* [Source]:

In 1840 there was mineral activity in the Rhondda but at this stage it was limited to the area around Dinas, served by tramroads with which an 1841 branch of the Taff Vale Railway connected; the westward extension was in the future.

In 1845 a Rhondda and Ely Valley Railway was proposed; it would leave the South Wales Railway at Llantrisant and run to the head of the Rhondda Fawr, connecting also to proposed railways in the Ogmore Valley. On 16 September 1845 the promoters published their intention to obtain an act of Parliament authorising their line; the Taff Vale Railway had been aware of the move (from prior public meetings) and simultaneously published its own corresponding proposals to reach the Rhondda Fawr; the far greater resources resulted in the Ely Valley scheme being abandoned immediately.

==Ely Valley Railway authorised==
In October 1856 it was announced that the Ely and Rhondda Valleys Railway was being promoted, although at first it would only build eight miles of line, from Llantrisant to Dinas (Penygraig). In November the statutory parliamentary notice was published; the company name had been altered to the Ely Valley Railway; it was to be a broad gauge line 6 1/2 miles long from Llantrisant to Penrhiwfer, with two branches. It was primarily a mineral railway, and passengers would not be carried.

* [Requirements]:
a. Reproduce from the Ely Valley Railway passage the span starting with "In 1840 there" and going on through "in the future.".
b. Decide whether each statement below agrees with the Ely Valley Railway passage, answering yes or no and quoting the words of the passage that settle it. (i) The Taff Vale Railway branch that connected with the tramroads around Dinas dated from 1841. (ii) The line described in the November parliamentary notice was to carry passengers. (iii) The November notice described a narrow gauge line.

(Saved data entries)
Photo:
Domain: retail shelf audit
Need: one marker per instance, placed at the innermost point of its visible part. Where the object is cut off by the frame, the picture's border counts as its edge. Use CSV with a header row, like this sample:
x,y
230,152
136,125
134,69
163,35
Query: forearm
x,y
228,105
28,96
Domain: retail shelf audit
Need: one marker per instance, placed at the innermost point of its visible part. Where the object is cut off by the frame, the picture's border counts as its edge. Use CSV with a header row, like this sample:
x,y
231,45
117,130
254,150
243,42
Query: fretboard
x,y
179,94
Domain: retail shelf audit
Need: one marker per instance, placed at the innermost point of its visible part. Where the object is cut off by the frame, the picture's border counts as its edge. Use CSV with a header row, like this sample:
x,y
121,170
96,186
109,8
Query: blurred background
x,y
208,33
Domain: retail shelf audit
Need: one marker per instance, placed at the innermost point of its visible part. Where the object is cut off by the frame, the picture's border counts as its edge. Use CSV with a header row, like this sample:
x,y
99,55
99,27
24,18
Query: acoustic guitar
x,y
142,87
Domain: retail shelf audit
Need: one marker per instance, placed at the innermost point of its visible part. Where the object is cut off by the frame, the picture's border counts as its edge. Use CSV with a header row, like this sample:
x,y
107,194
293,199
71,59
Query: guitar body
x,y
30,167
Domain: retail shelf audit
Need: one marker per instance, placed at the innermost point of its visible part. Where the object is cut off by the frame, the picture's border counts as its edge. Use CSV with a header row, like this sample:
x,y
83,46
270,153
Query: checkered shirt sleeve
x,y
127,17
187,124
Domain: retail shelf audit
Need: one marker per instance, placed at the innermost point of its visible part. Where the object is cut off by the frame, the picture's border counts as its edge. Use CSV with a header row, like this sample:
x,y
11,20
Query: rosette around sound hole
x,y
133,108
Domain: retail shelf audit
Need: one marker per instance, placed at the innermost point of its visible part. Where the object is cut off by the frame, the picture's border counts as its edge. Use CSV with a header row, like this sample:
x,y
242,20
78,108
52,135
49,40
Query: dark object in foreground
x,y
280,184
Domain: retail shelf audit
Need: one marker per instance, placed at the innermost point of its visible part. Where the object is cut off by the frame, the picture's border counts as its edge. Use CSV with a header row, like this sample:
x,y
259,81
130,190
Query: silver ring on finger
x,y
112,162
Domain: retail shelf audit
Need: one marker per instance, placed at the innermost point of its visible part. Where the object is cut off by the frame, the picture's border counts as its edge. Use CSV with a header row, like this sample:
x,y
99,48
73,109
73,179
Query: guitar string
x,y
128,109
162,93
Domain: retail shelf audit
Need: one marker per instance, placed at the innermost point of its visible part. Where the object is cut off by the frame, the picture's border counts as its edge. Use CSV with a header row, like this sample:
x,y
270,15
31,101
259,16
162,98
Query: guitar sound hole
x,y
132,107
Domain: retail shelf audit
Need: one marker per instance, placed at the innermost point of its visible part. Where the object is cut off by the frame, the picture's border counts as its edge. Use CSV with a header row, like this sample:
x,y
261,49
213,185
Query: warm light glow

* [Written responses]:
a.
In 1840 there was mineral activity in the Rhondda but at this stage it was limited to the area around Dinas, served by tramroads with which an 1841 branch of the Taff Vale Railway connected; the westward extension was in the future.

b.
(i) Yes: "served by tramroads with which an 1841 branch of the Taff Vale Railway connected"
(ii) No: "passengers would not be carried"
(iii) No: "it was to be a broad gauge line 6 1/2 miles long"